**Task to complete:** Switch "railing" to "balustrade" in the rows from the line with "need box >> white paper notice" to the line with "[413,329,441,445]". Return only those lines, with nothing else altered.

**Material for this task:**
* * *

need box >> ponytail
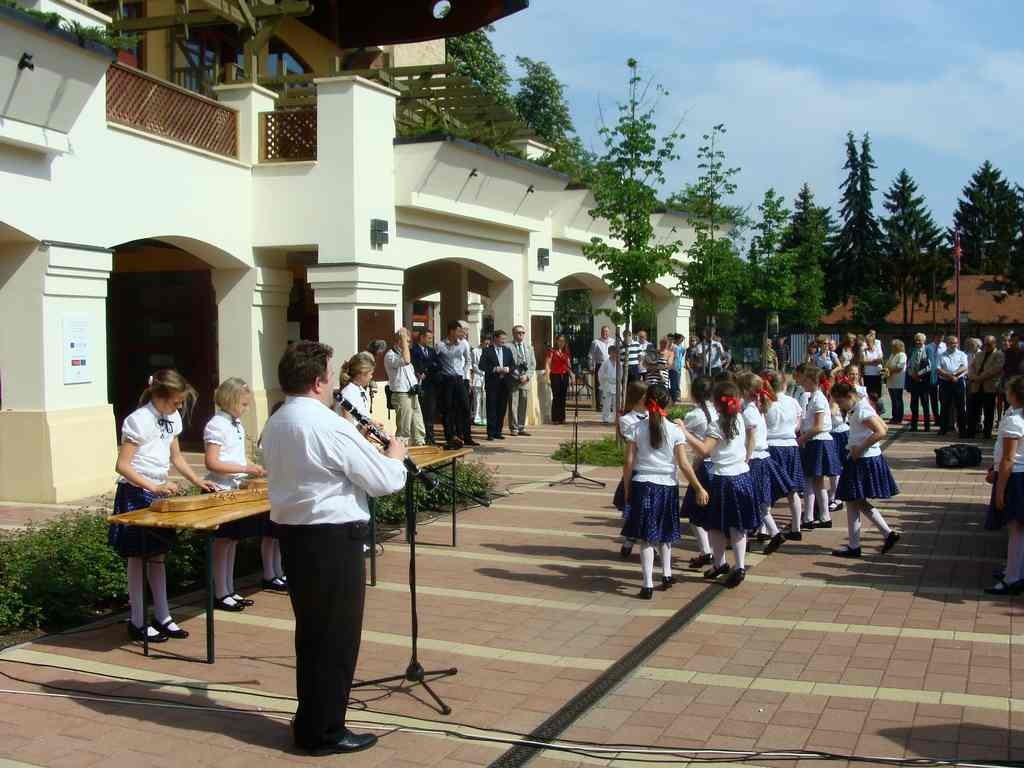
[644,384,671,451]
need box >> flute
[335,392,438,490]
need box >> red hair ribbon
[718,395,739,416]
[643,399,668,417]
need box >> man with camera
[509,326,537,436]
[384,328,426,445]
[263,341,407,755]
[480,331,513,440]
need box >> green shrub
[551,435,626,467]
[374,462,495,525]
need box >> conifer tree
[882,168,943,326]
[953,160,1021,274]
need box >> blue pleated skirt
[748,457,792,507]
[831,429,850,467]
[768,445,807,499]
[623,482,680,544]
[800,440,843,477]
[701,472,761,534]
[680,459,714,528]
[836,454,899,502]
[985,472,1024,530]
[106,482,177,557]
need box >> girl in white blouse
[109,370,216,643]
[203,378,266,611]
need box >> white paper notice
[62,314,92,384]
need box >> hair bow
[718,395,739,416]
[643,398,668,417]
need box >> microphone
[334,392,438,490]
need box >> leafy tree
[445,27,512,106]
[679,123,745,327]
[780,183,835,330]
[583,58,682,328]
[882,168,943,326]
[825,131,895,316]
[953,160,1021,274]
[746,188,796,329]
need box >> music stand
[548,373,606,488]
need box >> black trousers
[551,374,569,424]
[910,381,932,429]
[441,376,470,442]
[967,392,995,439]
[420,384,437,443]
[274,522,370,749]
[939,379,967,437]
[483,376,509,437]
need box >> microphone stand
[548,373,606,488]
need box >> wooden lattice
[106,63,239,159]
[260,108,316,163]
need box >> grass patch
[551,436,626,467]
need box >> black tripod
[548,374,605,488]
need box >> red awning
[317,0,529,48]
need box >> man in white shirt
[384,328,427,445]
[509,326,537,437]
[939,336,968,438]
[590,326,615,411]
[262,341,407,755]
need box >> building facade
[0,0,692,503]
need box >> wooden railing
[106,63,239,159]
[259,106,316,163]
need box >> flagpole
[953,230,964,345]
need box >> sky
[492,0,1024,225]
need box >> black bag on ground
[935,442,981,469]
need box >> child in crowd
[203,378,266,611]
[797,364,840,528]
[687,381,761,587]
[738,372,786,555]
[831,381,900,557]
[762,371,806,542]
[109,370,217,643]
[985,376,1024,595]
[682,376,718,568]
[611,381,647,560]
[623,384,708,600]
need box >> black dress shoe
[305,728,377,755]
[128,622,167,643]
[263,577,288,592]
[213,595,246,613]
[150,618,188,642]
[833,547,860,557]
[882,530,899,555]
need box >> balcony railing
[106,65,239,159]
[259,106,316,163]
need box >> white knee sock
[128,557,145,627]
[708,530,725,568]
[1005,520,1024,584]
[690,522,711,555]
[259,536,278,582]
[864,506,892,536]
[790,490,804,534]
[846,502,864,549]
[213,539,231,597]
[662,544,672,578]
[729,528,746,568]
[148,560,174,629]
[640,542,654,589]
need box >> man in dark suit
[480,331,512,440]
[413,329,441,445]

* * *

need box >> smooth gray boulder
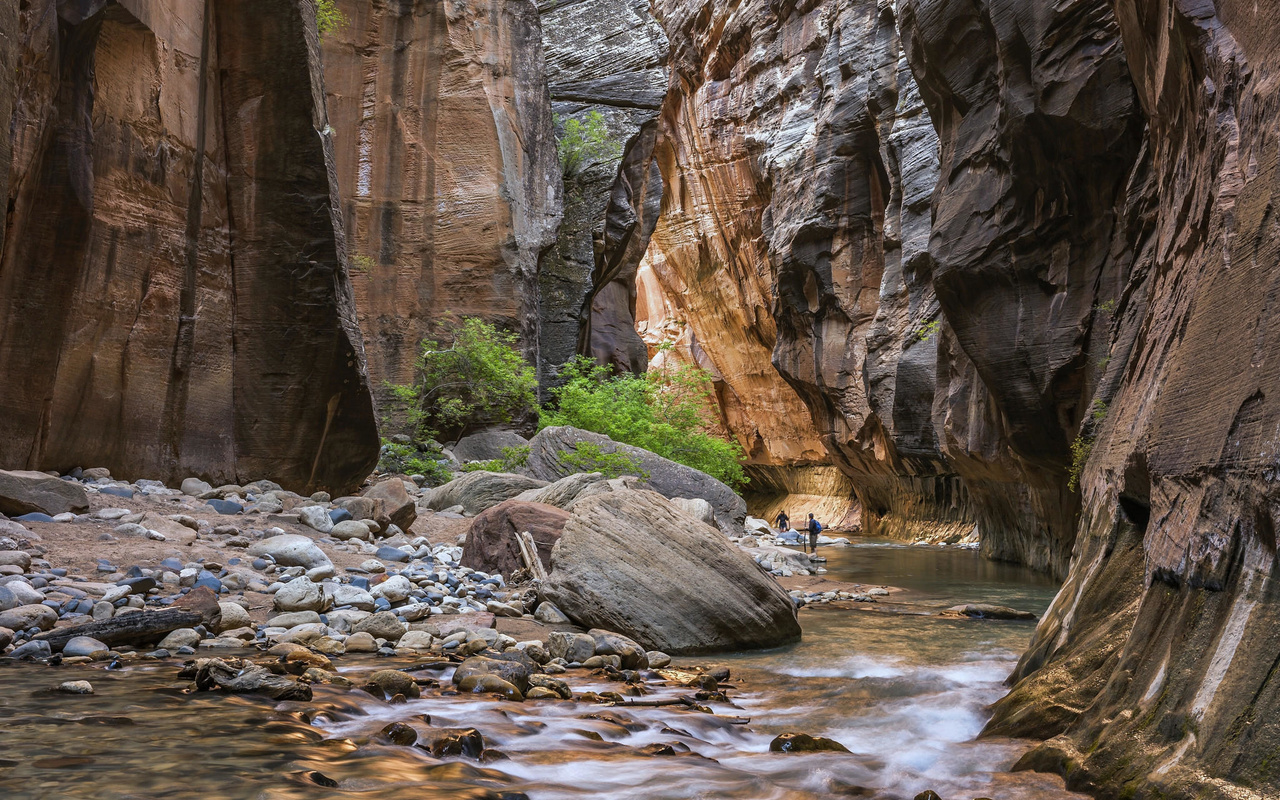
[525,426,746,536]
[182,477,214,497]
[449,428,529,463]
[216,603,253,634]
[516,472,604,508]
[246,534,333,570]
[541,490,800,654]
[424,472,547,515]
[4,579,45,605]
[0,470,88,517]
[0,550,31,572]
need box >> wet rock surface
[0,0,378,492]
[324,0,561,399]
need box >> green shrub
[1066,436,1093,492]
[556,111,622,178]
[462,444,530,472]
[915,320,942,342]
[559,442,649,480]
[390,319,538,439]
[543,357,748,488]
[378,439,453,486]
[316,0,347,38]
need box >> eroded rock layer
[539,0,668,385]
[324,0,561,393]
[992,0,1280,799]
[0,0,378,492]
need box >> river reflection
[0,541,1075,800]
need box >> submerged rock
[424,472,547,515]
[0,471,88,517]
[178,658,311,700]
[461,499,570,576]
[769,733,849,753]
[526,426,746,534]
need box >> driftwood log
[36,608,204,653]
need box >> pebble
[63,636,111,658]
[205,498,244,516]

* * *

**The output:**
need box >> white paper notice
[62,314,92,384]
need box >> hair bow
[718,395,739,416]
[643,398,668,417]
need box >> microphone
[334,392,438,490]
need box >> leafy tree
[445,27,512,106]
[679,123,745,327]
[780,183,835,330]
[583,58,682,328]
[882,168,943,326]
[825,131,895,316]
[953,160,1021,274]
[746,188,796,329]
need box >> music stand
[548,373,606,488]
need box >> black trousers
[551,374,569,424]
[910,381,932,429]
[441,376,470,442]
[967,392,995,439]
[420,384,437,443]
[274,522,370,749]
[939,379,967,437]
[483,376,509,437]
need box >> microphone stand
[548,373,606,488]
need box >> wooden lattice
[106,63,239,159]
[260,108,316,163]
need box >> grass patch
[551,436,626,467]
need box >> black tripod
[548,374,605,488]
need box >> red awning
[317,0,529,48]
need box >> man in white shirt
[384,328,427,445]
[509,326,537,437]
[939,336,968,438]
[590,326,615,411]
[262,341,407,755]
need box >> building facade
[0,0,692,503]
need box >> wooden balustrade
[106,63,239,159]
[259,106,316,163]
need box >> flagpole
[953,230,964,345]
need box >> sky
[492,0,1024,225]
need box >> black bag on ground
[935,442,981,469]
need box >> child in crowd
[203,378,266,611]
[797,364,840,528]
[687,381,761,587]
[738,372,786,555]
[831,381,900,557]
[762,371,806,542]
[109,370,217,643]
[985,376,1024,595]
[682,376,718,568]
[611,381,647,560]
[623,384,708,600]
need box >> black dress shoe
[305,728,377,755]
[128,622,167,643]
[263,577,288,592]
[213,595,246,613]
[150,618,188,642]
[833,547,860,557]
[882,530,899,555]
need box >> balcony balustrade
[106,65,239,159]
[259,106,316,163]
need box >> white knee sock
[128,557,145,627]
[708,530,725,568]
[1005,520,1024,584]
[690,522,711,555]
[259,536,278,582]
[864,506,892,536]
[790,490,804,534]
[846,502,864,549]
[213,539,231,597]
[662,544,672,578]
[729,528,746,568]
[148,560,174,629]
[640,542,654,589]
need box >> man in dark suit
[480,331,512,440]
[413,329,441,445]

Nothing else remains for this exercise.